■ **What is being asked**: Turn the entries below into a numbered list, skipping any blank lines.

════════════════

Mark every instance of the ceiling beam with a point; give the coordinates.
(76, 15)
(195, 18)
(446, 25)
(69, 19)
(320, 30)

════════════════

■ **Exercise answer**:
1. Mark every instance of the ceiling beam with a point; give the coordinates.
2. (76, 15)
3. (195, 18)
4. (446, 25)
5. (69, 19)
6. (320, 30)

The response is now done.